→ **SELECTED TEXT**:
+ + + +

Hubbard v. Rankin, 71 Ill. 129 (1873)

Sept. 1873 · Illinois Supreme Court
71 Ill. 129

Benjamin T. O. Hubbard v. Thomas Rankin, Sr.

1. Fraud and circumvention—defense of good against bona fide purchaser of note. If the execution of a promissory note is obtained by fraud and circumvention, it is void even in the hands of a bona fide holder, and whether such holder had notice of the defense or not, is wholly immaterial, and it is also immaterial whether the maker offered to restore what he received under the contract he supposed he was making.

2. Same—what amounts to. If a person is induced to sign a paper under the belief it is for his appointment as agent to sell a patent right, which in fact turns out to be a promissory note, which he had no idea of executing, and he is guilty of no negligence on his part, the note will be void, as having been obtained through fraud and circumvention.

3. Evidence—preponderance does not depend upon the number of the witnesses. It does not follow, from the fact that two witnesses to the same transaction testify in direct opposition to each other, that there is no preponderance of evidence in favor of the party'holding the affirmative of the issue, as suph a rule would rob the jury of their peculiar province of judging of the credibility of the witnesses.

Appeal from the Circuit Court of Warren county; the Hon. Arthur A. Smith, Judge, presiding.

This was an action of assumpsit, by Hubbard against Bankin, upon a promissory note, which was indorsed to the *130plaintiff. The defendant, in his pleas, set up that the execution of the note was procured through fraud and circumvention. The other material facts are sufficiently stated in the opinion of the court. The defendant recovered judgment for costs, and the plaintiff appealed.

Mr. John J. Glenn, for the appellant.

Messrs. Stewart, Phelps & Stewart, for the appellee.

Mr. Justice McAllister

delivered the opinion of the Court:

The real question tried was, whether the execution of the note sued on was obtained by fraud or circumvention. Appellant sued as assignee. If the execution of the note was obtained by fraud, it was immaterial whether appellant had notice of the defense or not, and it was immaterial whether appellee offered to restore everything he received under the contract he supposed he was making. If so obtained, the instrument was simply void, because appellee never made it. The mind did not accompany the act, and the statute authorizes the defense to be made against a bona fide holder.

+ + + +

(Records excerpted from a collection)
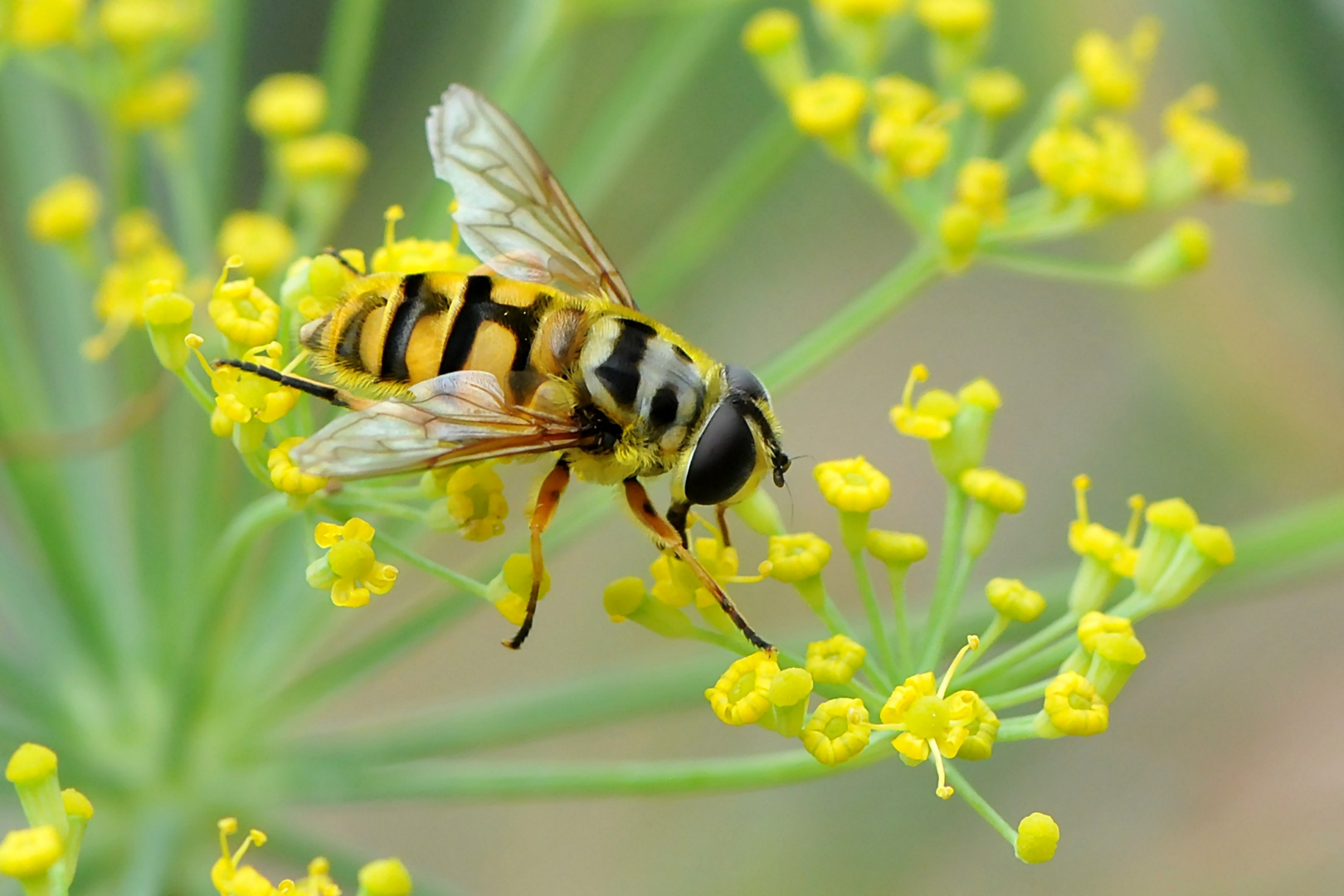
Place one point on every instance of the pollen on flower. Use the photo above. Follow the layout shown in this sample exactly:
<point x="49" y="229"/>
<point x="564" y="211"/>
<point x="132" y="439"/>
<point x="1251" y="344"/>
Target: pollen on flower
<point x="66" y="212"/>
<point x="286" y="105"/>
<point x="828" y="106"/>
<point x="995" y="93"/>
<point x="286" y="476"/>
<point x="835" y="660"/>
<point x="797" y="557"/>
<point x="262" y="241"/>
<point x="350" y="570"/>
<point x="743" y="694"/>
<point x="852" y="485"/>
<point x="838" y="731"/>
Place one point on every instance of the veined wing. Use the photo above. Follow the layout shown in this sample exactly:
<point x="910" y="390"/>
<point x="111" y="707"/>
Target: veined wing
<point x="511" y="212"/>
<point x="450" y="419"/>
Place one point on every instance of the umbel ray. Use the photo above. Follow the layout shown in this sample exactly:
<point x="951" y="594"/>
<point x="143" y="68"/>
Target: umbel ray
<point x="539" y="351"/>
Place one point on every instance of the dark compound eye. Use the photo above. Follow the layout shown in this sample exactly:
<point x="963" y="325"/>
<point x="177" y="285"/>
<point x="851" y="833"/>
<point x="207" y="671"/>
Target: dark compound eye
<point x="723" y="458"/>
<point x="743" y="382"/>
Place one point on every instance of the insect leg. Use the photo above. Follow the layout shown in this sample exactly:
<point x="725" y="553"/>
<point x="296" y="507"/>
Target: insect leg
<point x="548" y="499"/>
<point x="668" y="538"/>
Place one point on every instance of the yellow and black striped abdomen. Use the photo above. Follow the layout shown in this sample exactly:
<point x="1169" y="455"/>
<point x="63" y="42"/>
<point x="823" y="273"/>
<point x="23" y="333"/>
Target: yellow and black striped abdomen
<point x="394" y="331"/>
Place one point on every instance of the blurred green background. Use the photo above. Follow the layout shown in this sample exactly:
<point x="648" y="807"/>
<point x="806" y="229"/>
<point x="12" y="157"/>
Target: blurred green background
<point x="1220" y="772"/>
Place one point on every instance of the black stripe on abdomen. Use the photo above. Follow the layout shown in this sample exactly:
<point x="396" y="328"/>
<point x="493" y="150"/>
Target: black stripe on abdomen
<point x="476" y="310"/>
<point x="398" y="338"/>
<point x="620" y="373"/>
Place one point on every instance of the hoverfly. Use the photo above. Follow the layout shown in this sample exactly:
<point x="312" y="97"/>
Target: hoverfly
<point x="539" y="351"/>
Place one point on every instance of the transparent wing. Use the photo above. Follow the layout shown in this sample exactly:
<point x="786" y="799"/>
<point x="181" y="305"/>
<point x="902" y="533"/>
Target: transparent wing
<point x="450" y="419"/>
<point x="511" y="212"/>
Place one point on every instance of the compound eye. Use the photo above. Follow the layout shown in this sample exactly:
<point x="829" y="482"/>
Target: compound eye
<point x="743" y="382"/>
<point x="723" y="458"/>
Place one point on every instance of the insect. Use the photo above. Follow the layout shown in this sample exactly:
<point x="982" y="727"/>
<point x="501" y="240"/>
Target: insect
<point x="539" y="351"/>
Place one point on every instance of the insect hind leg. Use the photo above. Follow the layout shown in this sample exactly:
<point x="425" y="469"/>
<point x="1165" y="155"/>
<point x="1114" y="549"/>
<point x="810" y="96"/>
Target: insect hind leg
<point x="324" y="391"/>
<point x="548" y="500"/>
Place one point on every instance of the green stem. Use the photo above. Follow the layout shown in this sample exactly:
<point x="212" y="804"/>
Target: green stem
<point x="980" y="805"/>
<point x="351" y="37"/>
<point x="949" y="570"/>
<point x="851" y="323"/>
<point x="879" y="631"/>
<point x="1054" y="268"/>
<point x="425" y="564"/>
<point x="531" y="779"/>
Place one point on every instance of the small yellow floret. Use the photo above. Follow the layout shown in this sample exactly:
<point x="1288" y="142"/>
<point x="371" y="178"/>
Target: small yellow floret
<point x="897" y="547"/>
<point x="323" y="158"/>
<point x="828" y="106"/>
<point x="286" y="476"/>
<point x="1014" y="599"/>
<point x="797" y="557"/>
<point x="1038" y="835"/>
<point x="65" y="212"/>
<point x="1074" y="707"/>
<point x="30" y="853"/>
<point x="995" y="93"/>
<point x="835" y="660"/>
<point x="852" y="485"/>
<point x="838" y="731"/>
<point x="262" y="241"/>
<point x="28" y="763"/>
<point x="956" y="19"/>
<point x="385" y="878"/>
<point x="75" y="804"/>
<point x="771" y="32"/>
<point x="286" y="105"/>
<point x="743" y="694"/>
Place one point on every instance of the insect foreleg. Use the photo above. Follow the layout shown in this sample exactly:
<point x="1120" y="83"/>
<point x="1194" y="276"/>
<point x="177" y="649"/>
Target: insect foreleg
<point x="548" y="500"/>
<point x="668" y="538"/>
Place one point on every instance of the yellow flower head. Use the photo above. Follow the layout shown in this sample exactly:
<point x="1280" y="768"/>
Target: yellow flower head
<point x="38" y="24"/>
<point x="1096" y="625"/>
<point x="1114" y="73"/>
<point x="350" y="567"/>
<point x="771" y="32"/>
<point x="323" y="158"/>
<point x="1038" y="835"/>
<point x="995" y="93"/>
<point x="1220" y="162"/>
<point x="385" y="878"/>
<point x="983" y="184"/>
<point x="229" y="874"/>
<point x="66" y="212"/>
<point x="838" y="731"/>
<point x="852" y="485"/>
<point x="743" y="694"/>
<point x="143" y="256"/>
<point x="286" y="476"/>
<point x="930" y="722"/>
<point x="513" y="587"/>
<point x="417" y="256"/>
<point x="799" y="557"/>
<point x="930" y="416"/>
<point x="956" y="19"/>
<point x="1073" y="707"/>
<point x="993" y="489"/>
<point x="1014" y="599"/>
<point x="245" y="314"/>
<point x="897" y="548"/>
<point x="262" y="241"/>
<point x="835" y="660"/>
<point x="286" y="105"/>
<point x="828" y="106"/>
<point x="476" y="505"/>
<point x="30" y="853"/>
<point x="160" y="102"/>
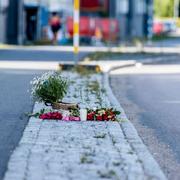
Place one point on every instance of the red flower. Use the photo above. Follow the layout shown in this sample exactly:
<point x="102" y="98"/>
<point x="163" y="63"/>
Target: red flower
<point x="105" y="117"/>
<point x="51" y="115"/>
<point x="90" y="116"/>
<point x="99" y="118"/>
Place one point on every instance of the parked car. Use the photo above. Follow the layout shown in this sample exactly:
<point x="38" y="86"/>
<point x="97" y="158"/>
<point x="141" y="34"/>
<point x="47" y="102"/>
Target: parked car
<point x="109" y="28"/>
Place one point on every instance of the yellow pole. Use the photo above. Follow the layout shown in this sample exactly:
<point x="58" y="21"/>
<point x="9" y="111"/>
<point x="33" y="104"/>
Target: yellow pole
<point x="76" y="30"/>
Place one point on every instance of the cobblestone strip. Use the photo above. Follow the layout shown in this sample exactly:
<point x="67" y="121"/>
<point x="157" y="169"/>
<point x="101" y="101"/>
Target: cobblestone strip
<point x="54" y="150"/>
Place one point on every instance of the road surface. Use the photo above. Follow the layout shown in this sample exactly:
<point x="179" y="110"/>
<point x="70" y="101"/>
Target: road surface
<point x="150" y="96"/>
<point x="14" y="99"/>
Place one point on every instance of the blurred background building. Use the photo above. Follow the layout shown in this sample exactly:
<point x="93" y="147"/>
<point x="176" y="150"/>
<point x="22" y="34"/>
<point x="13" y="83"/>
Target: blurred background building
<point x="26" y="21"/>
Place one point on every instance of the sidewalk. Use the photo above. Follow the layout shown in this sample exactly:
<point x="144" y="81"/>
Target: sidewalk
<point x="51" y="150"/>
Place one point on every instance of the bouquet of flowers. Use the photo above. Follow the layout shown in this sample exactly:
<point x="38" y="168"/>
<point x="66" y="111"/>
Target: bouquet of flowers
<point x="103" y="114"/>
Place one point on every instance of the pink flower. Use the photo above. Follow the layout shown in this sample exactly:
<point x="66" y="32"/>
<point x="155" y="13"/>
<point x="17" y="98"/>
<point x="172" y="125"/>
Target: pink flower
<point x="51" y="115"/>
<point x="73" y="118"/>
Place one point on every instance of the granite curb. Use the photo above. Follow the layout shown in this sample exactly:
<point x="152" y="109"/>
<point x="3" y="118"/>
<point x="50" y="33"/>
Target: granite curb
<point x="151" y="167"/>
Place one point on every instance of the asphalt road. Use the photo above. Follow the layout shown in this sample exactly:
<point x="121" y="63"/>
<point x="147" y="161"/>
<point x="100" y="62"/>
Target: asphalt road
<point x="37" y="55"/>
<point x="15" y="100"/>
<point x="14" y="103"/>
<point x="152" y="103"/>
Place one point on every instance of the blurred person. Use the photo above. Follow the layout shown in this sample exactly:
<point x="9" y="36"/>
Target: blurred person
<point x="55" y="24"/>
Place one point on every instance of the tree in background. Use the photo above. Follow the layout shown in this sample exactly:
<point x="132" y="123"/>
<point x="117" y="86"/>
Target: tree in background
<point x="164" y="8"/>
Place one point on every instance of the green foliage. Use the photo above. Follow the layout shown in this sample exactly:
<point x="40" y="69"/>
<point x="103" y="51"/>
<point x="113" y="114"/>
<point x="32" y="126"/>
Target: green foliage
<point x="50" y="90"/>
<point x="164" y="8"/>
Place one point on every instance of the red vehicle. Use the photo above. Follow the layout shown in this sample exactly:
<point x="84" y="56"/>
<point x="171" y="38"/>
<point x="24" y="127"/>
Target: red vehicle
<point x="109" y="27"/>
<point x="158" y="28"/>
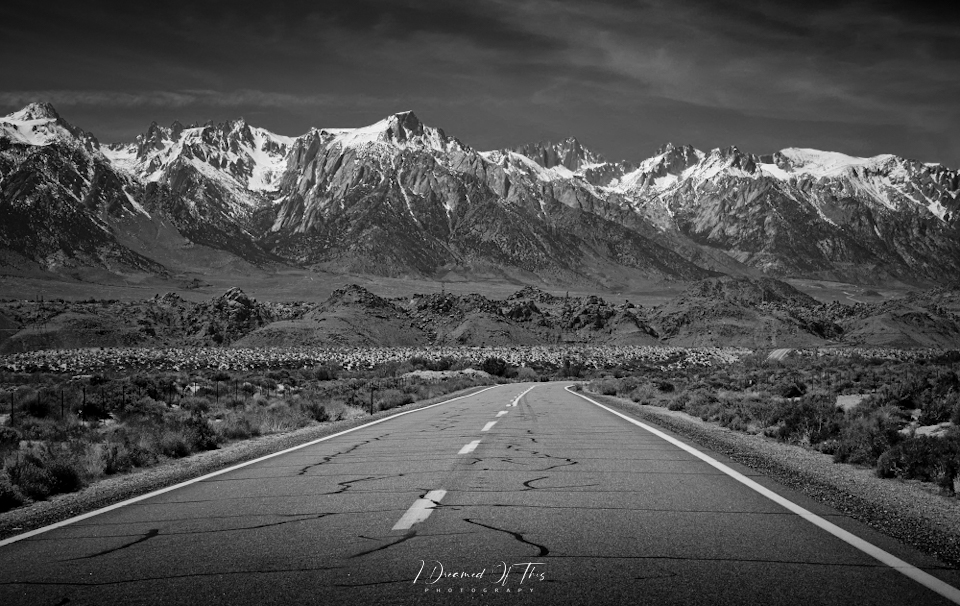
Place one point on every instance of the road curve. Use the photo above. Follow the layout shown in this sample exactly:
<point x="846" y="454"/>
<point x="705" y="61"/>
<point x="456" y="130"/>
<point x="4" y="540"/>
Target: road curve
<point x="576" y="504"/>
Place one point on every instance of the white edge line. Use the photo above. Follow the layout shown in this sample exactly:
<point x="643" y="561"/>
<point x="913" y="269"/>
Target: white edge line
<point x="469" y="447"/>
<point x="161" y="491"/>
<point x="927" y="580"/>
<point x="420" y="510"/>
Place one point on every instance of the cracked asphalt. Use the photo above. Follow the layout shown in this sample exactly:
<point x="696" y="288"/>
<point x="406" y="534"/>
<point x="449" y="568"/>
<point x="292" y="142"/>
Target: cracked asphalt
<point x="576" y="505"/>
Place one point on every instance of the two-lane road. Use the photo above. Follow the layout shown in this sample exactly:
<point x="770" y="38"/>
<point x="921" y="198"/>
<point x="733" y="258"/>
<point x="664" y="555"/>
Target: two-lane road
<point x="577" y="504"/>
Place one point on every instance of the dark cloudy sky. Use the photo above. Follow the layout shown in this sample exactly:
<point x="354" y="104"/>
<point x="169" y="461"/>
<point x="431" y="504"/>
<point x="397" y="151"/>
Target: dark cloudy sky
<point x="624" y="77"/>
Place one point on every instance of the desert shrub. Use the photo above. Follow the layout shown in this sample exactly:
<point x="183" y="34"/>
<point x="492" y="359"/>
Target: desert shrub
<point x="665" y="387"/>
<point x="200" y="434"/>
<point x="525" y="373"/>
<point x="937" y="409"/>
<point x="810" y="420"/>
<point x="35" y="403"/>
<point x="144" y="409"/>
<point x="700" y="403"/>
<point x="864" y="439"/>
<point x="119" y="457"/>
<point x="197" y="406"/>
<point x="173" y="443"/>
<point x="232" y="402"/>
<point x="643" y="394"/>
<point x="923" y="458"/>
<point x="326" y="373"/>
<point x="238" y="425"/>
<point x="10" y="494"/>
<point x="392" y="398"/>
<point x="40" y="474"/>
<point x="607" y="386"/>
<point x="496" y="367"/>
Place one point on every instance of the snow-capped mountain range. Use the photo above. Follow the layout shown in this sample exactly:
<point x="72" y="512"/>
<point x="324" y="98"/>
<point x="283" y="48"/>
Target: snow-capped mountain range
<point x="399" y="198"/>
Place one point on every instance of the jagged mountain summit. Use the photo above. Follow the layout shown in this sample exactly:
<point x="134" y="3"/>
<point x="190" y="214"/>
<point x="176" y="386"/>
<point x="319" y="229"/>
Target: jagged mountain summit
<point x="402" y="198"/>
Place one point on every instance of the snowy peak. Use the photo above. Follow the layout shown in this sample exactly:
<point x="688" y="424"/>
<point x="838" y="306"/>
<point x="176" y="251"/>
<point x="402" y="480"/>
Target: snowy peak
<point x="39" y="124"/>
<point x="400" y="131"/>
<point x="252" y="158"/>
<point x="34" y="111"/>
<point x="569" y="154"/>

+ + + +

→ **SHORT TASK A**: Turn the rows, from the start through the line holding "Target: pollen on flower", inclusive, into a Markdown table with the columns No. and Line. Skip blank lines and leave the pictures out.
→ **SHORT TASK B**: Go on with the Hubbard v. Rankin court opinion, picking up after its last sentence.

→ **OUTPUT A**:
| No. | Line |
|---|---|
| 1 | Place one point on every instance of the pollen on flower. Use the photo above. Follow the layout shown in this sample exactly: |
| 2 | <point x="49" y="229"/> |
| 3 | <point x="564" y="211"/> |
| 4 | <point x="132" y="439"/> |
| 5 | <point x="1251" y="344"/> |
| 6 | Target: pollen on flower |

→ **OUTPUT B**:
Appellee appeared before the jury and gave evidence touching the transaction. It purported to be the act of merely appointing him as agent for the sale of Pool’s Patent Grain Separator. As he states it, no note was mentioned, and, on his part, thought of or intended. The evidence, on his part, tends to establish every element of the defense, and the absence of negligence. It is true, the deposition of Davis, the man who perpetrated the fraud, if there was one, was taken in Kansas, and his version of the affair is in conflict with that of appellee. But the latter was before the jury, and his appearance and manner may have been well calculated to inspire confidence in the jury as to the truth of his testimony. The other was absent. The jury could not see him, and he was under the motive of self-exculpation. Counsel says, *131there was no preponderance of evidence for appellee. A rule which places all witnesses upon the same arbitrary plane, which ignores all actual distinction between the honest and vicious, between the veracious and mendacious, upon the witness stand, and says to the jury: “if two witnesses to the same transaction testify in direct opposition to each other, you are not at liberty to use your experience and knowledge of human nature in determining which of the two should be believed, but you must find against the one having the affirmative of the issue,”—such a rule, we say, robs the jury of their most important function, and would practically render the administration of justice, through the jury system, devoid of the means of sifting truth from falsehood, and nullify one of the oldest maxims of the common law, that, as an incident of their province to determine facts, the credibility of witnesses is peculiarly a matter for the jury.

Upon the essentials of the case, the law was correctly given in the instructions.

We are of opinion substantial justice has been done, and the judgment should be affirmed.'

Judgment affirmed.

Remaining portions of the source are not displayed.